(Exercise input Opens)

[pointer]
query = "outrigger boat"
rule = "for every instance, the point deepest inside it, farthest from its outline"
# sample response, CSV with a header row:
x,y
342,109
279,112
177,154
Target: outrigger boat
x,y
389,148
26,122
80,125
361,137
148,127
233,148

(Exercise input Closes)

* _Your objective_:
Could you restate every record above word for word?

* _Solution for this exercise_:
[pointer]
query = "outrigger boat"
rule = "for every instance, the point deepest inside it, farthest from its outline"
# sample response, CSV with a header row:
x,y
342,109
279,112
177,154
Target: outrigger boat
x,y
389,148
26,122
80,125
361,137
148,127
233,148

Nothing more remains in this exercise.